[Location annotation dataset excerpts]
★ ★ ★ ★ ★ ★ ★
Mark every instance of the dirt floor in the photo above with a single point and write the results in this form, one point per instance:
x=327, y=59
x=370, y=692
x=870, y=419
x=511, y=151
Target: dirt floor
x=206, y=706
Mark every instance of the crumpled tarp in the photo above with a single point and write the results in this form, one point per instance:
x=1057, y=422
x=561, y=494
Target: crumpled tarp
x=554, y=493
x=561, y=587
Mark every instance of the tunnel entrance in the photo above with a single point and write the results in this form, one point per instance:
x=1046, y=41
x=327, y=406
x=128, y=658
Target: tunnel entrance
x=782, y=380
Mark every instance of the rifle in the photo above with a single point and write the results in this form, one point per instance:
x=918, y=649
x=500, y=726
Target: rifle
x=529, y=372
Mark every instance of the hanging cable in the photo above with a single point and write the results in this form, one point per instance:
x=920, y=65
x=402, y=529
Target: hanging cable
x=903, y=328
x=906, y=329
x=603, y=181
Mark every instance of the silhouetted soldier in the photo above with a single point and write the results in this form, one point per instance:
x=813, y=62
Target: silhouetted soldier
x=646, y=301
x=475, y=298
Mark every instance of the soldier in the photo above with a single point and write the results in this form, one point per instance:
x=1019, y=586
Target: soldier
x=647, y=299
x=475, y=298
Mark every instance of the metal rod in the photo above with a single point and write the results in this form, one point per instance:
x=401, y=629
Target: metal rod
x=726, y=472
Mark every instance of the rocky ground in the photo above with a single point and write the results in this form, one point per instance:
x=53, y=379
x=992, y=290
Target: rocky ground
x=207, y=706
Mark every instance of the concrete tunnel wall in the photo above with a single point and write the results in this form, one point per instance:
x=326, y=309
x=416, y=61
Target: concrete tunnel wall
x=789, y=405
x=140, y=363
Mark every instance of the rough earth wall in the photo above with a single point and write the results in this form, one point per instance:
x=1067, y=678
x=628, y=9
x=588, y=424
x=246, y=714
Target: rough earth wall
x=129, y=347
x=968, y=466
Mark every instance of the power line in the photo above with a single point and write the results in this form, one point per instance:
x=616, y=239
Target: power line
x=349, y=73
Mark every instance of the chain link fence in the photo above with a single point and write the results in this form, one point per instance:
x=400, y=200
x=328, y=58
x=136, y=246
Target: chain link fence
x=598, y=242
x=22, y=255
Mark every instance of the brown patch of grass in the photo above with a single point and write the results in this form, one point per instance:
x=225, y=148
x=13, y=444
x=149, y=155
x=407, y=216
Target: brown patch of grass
★ ★ ★ ★ ★ ★ ★
• What to work on:
Copy out all of the items again, changing each occurrence of "single point" to "single marker". Leave everything else as it is.

• Solution for this exercise:
Mark every instance of the dirt floor in the photo above with a single marker and write the results in this form, one point per instance:
x=327, y=59
x=370, y=692
x=870, y=419
x=511, y=151
Target: dirt floor
x=206, y=706
Mark every instance of the crumpled tarp in the photo above with a single marker and write the results in this form, one point per instance:
x=1057, y=422
x=561, y=494
Target: crumpled tarp
x=554, y=493
x=561, y=587
Mark every instance of the tunnel entrance in the photo above with a single marker and write the results in this form, one point per instance:
x=1046, y=41
x=327, y=406
x=128, y=658
Target: tunnel entrance
x=782, y=380
Mark every instance of the rifle in the photo above with a single marker and write the results in this form, one point per instance:
x=918, y=649
x=500, y=726
Target: rifle
x=529, y=372
Mark every instance of the hanging cable in the photo above with a single marker and write the results in this form, one point per instance:
x=920, y=65
x=402, y=529
Target: hanging cable
x=903, y=328
x=906, y=329
x=603, y=181
Mark every instance of the silhouetted soldier in the photo above with a single marker and write the results in this form, one point per instance:
x=813, y=62
Target: silhouetted soldier
x=646, y=301
x=475, y=298
Mark every instance of the soldier in the photo above with a single marker and write the results in this form, one point per instance:
x=1019, y=586
Target: soldier
x=647, y=299
x=475, y=298
Mark every instance of the metal rod in the photo above with a single marker and write the results in this form, one point per instance:
x=401, y=629
Target: metal rod
x=726, y=472
Mark every instance of the rocky ground in the photo above with a single marker and write the results in this form, one point per instance:
x=53, y=379
x=992, y=290
Target: rocky ground
x=207, y=706
Mark every instance of the concrete tunnel wall in the photo above with a single marker and write the results in this form, one point per instance:
x=326, y=309
x=416, y=61
Target: concrete tunnel wall
x=789, y=405
x=140, y=363
Mark every instance of the rough earth wall in the photo above with a single marker and write the results in this form, one point per instance:
x=1067, y=678
x=628, y=9
x=588, y=424
x=246, y=714
Target: rough earth wall
x=129, y=347
x=968, y=466
Mark every instance of the power line in the photo above with a single marker and write the results in this form, one point per instance:
x=616, y=239
Target: power line
x=349, y=73
Mark every instance of the chain link fence in the photo above with a single marker and write the results in this form, one point per instance:
x=400, y=200
x=328, y=58
x=136, y=246
Target: chain link fence
x=598, y=242
x=22, y=255
Mark every instance of the brown patch of grass in the photo above with a single marker and write the results in this form, one point per instance:
x=225, y=148
x=13, y=444
x=149, y=155
x=407, y=216
Target: brown patch of grass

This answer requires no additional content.